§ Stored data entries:
*-*-*
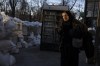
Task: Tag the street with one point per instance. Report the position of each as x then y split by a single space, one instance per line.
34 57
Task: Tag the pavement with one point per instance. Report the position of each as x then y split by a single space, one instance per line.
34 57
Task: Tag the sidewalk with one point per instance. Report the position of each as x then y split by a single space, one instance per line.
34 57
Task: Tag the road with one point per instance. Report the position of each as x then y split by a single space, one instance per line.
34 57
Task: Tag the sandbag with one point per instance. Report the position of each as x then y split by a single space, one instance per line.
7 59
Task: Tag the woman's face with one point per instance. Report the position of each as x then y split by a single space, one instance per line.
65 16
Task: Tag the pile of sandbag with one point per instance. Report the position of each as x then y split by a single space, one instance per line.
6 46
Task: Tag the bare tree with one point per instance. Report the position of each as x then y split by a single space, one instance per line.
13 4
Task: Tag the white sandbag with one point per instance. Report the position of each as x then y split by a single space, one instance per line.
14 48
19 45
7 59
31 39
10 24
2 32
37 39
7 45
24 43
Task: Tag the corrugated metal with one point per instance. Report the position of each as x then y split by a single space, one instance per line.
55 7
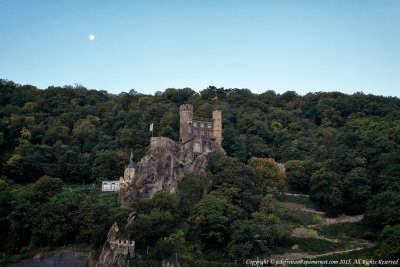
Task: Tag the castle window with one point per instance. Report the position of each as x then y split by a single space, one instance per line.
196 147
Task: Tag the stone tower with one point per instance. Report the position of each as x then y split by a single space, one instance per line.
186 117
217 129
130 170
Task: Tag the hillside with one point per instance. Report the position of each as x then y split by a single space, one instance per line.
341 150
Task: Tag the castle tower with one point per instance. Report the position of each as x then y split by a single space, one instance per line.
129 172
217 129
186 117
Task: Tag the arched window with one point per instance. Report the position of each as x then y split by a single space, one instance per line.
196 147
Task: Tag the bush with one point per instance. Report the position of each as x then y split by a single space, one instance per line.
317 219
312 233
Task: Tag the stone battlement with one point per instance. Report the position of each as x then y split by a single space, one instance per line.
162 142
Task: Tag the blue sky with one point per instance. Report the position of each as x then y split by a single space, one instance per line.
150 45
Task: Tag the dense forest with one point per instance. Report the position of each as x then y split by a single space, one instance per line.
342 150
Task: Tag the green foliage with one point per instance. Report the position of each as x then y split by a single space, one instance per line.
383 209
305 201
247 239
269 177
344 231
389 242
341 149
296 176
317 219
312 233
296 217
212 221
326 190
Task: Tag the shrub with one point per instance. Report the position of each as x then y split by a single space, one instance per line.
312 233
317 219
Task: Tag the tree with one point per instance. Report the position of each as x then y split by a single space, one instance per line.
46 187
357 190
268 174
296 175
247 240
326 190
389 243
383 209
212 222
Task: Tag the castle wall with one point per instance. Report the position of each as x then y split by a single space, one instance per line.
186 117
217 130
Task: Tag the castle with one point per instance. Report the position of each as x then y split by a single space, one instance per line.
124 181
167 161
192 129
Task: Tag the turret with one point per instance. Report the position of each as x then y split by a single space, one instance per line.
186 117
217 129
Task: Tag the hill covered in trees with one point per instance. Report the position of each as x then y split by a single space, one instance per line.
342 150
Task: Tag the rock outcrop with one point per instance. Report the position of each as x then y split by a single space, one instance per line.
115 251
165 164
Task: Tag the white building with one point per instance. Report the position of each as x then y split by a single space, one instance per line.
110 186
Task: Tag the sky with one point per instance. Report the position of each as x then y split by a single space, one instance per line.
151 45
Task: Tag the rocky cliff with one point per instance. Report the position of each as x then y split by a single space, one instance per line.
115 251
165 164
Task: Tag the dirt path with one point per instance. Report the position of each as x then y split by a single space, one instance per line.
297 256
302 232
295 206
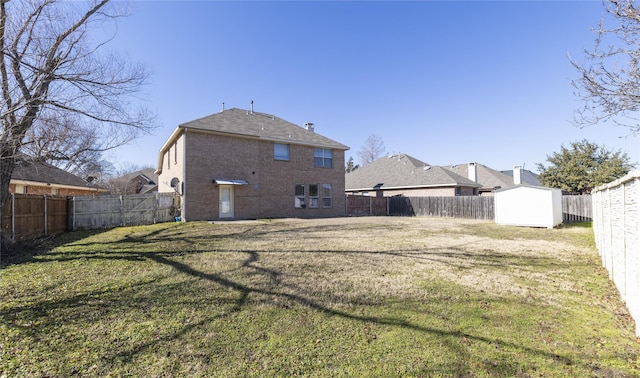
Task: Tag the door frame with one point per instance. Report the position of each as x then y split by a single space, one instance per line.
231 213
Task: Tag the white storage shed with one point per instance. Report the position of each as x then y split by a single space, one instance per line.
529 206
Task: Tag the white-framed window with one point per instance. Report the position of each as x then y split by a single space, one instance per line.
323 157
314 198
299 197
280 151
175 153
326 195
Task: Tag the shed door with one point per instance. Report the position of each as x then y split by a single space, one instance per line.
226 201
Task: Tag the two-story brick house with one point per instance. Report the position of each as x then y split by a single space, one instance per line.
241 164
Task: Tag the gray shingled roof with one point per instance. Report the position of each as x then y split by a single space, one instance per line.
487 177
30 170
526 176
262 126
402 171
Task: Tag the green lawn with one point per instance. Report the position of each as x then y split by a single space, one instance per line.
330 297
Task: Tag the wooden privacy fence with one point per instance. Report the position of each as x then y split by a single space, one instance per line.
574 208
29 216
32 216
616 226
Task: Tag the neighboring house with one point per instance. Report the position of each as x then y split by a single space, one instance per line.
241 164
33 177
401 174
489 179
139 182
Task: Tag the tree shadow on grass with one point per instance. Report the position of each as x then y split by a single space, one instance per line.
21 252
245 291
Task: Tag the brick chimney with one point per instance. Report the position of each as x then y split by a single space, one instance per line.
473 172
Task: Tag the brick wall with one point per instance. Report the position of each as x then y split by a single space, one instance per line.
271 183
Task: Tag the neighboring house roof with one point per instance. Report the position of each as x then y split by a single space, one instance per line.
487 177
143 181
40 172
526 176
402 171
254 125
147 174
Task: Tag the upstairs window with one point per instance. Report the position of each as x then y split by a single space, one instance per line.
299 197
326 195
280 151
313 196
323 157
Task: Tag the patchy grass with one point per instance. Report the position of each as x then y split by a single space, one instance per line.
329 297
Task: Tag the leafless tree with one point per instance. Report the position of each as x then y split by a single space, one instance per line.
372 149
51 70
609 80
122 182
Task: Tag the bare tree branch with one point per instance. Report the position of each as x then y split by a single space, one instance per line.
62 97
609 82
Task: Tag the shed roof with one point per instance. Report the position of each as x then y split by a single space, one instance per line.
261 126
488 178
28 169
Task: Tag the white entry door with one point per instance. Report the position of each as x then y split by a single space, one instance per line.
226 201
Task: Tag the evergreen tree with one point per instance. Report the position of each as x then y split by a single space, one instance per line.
*-*-*
§ PROMPT: Print every line above exactly. Leave the pictures out.

§ YOUR RESPONSE:
Task: Tag the street with one point per instance. Report the position of each as x then y split by a single space, one instance per line.
34 57
Task: Tag the pavement with one point per instance. Report the position of each as x then y split by a single space, one instance per line.
34 57
Task: Tag the sidewalk with one point per instance. Report the position of each as x then y split by a single space, one instance per line.
34 57
Task: Tag the road with one point per instance. Report the position of each as x then y split by a single space, one instance per line.
34 57
Task: Tag the sandbag with one point per instance. Report the position of each as x then y split by a single space, one instance per line.
7 59
Task: Tag the woman's face with one point per instance. Report the position of each as x then y split by a single space, one instance per line.
65 16
Task: Tag the pile of sandbag with one point per instance. Report the position of each as x then y split by a single space, one instance per line.
6 46
Task: Tag the bare tree with one point per instance. Report the position of each as x then y split by a single space, one instance per line.
13 4
Task: Tag the white sandbag with one point per instance. Report the position of each as x then y split by a single space, one instance per line.
14 48
19 45
7 59
31 39
10 24
2 32
37 39
7 45
24 43
Task: Tag the corrugated metal with one point per instance. Report the position of each as x then y split by a single space, one instance per line.
55 7
Task: Tag the castle window with one point per instance. Report the position of each as x then y split by a single space, one instance per line.
196 147
Task: Tag the stone tower with one point per instance. Report the position of each as x then y split by a single space, one instance per line.
186 117
217 129
130 170
Task: Tag the hillside with one point per instance. Report the position of each as x then y split by a single space, one instance per line.
341 150
Task: Tag the castle tower with one point per instance. Report the position of each as x then y split by a single space, one instance per line.
129 172
217 129
186 117
Task: Tag the arched window with one point per instance. Report the position of each as x then y split by a single space, one instance per line.
196 147
Task: Tag the bush with one point per instance. Report the position of each as x then y split by a single space, one instance per line.
317 219
312 233
Task: Tag the stone battlement with one point per instance. Report the position of each as x then y split by a single space, one instance per line.
162 142
Task: Tag the blue sky with one point per instance. Report the position of each as x then y split by a single space, one instance per line.
150 45
Task: Tag the dense forest with one point per instance. Report the position of each as x then y split by a single space, one instance per line.
342 150
Task: Tag the green foliage with one point per instance. Report the position of each as x then y split by a single space, one instance per line.
383 209
305 201
247 239
269 177
344 231
389 242
341 149
296 176
317 219
312 233
296 217
212 221
326 190
Task: Tag the shrub with one point per instance. Report the position of each as x then y split by a single space, one instance per line.
312 233
317 219
Task: Tag the tree with one point per instance. Report the position of each as x then y split by a single space, one instance per line.
46 187
357 190
268 174
296 175
247 240
326 190
389 243
383 209
212 222
Task: Tag the castle wall with one point per instance. Report the position of each as x then y split by a single space, one instance per line.
186 117
217 130
Task: Tag the castle with one point per instance. Report the position of each as x then y split by a single space, one instance per line.
124 181
167 161
192 129
Task: Tag the turret with one point per instance. Report the position of each as x then y split by a single space, one instance per line.
186 117
217 129
Task: Tag the hill covered in trees with one point per instance. Report the position of each as x then y split by a single space, one instance per line.
342 150
Task: Tag the rock outcrop with one point per instance. Report the position of each as x then y split by a single space, one instance per line.
115 251
165 164
Task: Tag the white building with one point per instance. Report the position of each as x then y split by a single space, one instance per line.
110 186
Task: Tag the sky with one point per instance. Report the position of each as x then y split by a single space, one instance per line.
151 45
Task: Tag the rocky cliff with one point per instance. Report the position of each as x then y split by a single space, one instance per line.
115 251
165 164
Task: Tag the dirt path with one point per instance. Report the position of each as x then y split by a single space, one instance per line.
297 256
302 232
295 206
Task: Tag the door frame with one point per instance. Report the position of each as x then y split by a single space, one instance per line.
231 213
Task: Tag the white storage shed with one point per instance. Report the position of each as x then y split by a single space, one instance per line.
529 206
Task: Tag the white-framed window with one point per instance. Report the position of each as x then y split by a single space, one instance per line.
323 157
314 198
299 197
280 151
175 153
326 195
Task: Tag the shed door with one point per instance. Report the position of each as x then y split by a single space, one instance per line.
226 201
Task: Tag the two-story brick house with one point per instance. Report the position of each as x then y split by a single space, one instance per line.
241 164
Task: Tag the gray shingled roof with one point per instance. Report the position of each as x then y split by a single space, one instance per line.
487 177
30 170
526 176
262 126
402 171
Task: Tag the green lawn with one point per instance. Report the position of each as x then y split by a single space, one instance per line.
330 297
Task: Tag the wooden privacy fence with one point per instance. Report the position of each as x then y split by a single space, one instance per line.
574 208
29 216
32 216
616 226
Task: Tag the neighboring house with one point per instance. Report the position of each as x then y split by a single space, one instance per line.
241 164
33 177
401 174
489 179
139 182
Task: Tag the tree shadow on grass with one point per instance. Report the position of each as x then y split by a single space, one instance per line.
21 252
245 291
Task: Tag the brick chimney with one point per instance. Report the position of each as x then y split by a single space, one instance per line.
473 172
Task: Tag the brick wall with one point per instance. Report the position of each as x then y split by a single space, one instance per line.
271 183
Task: Tag the neighboring house roof with one point per instance. Report the position of each as x then y split by a single space, one instance per line.
487 177
143 181
40 172
526 176
402 171
254 125
147 174
Task: Tag the upstairs window with one point per instance. Report the position of each as x then y split by a single space, one instance per line.
299 197
326 195
280 151
313 196
323 157
Task: Tag the patchy grass with one point per instance. Report the position of each as x then y split by a single space, one instance per line.
329 297
Task: Tag the leafless tree with one point per instance. Report the position of each as x then y split by a single space, one instance per line.
372 149
51 70
609 80
122 182
Task: Tag the bare tree branch with one point per instance. Report the position of each as x then y split by a single space, one instance per line.
62 97
609 82
Task: Tag the shed roof with one point per instance. Report the position of each as x then y split by a single space, one instance per line.
261 126
488 178
28 169
Task: Tag the white entry door with one point per instance. Report the position of each as x then y split by a single space, one instance per line.
226 201
Task: Tag the evergreen tree with one point per instance. Report the position of each as x then y split by a single space, one instance per line.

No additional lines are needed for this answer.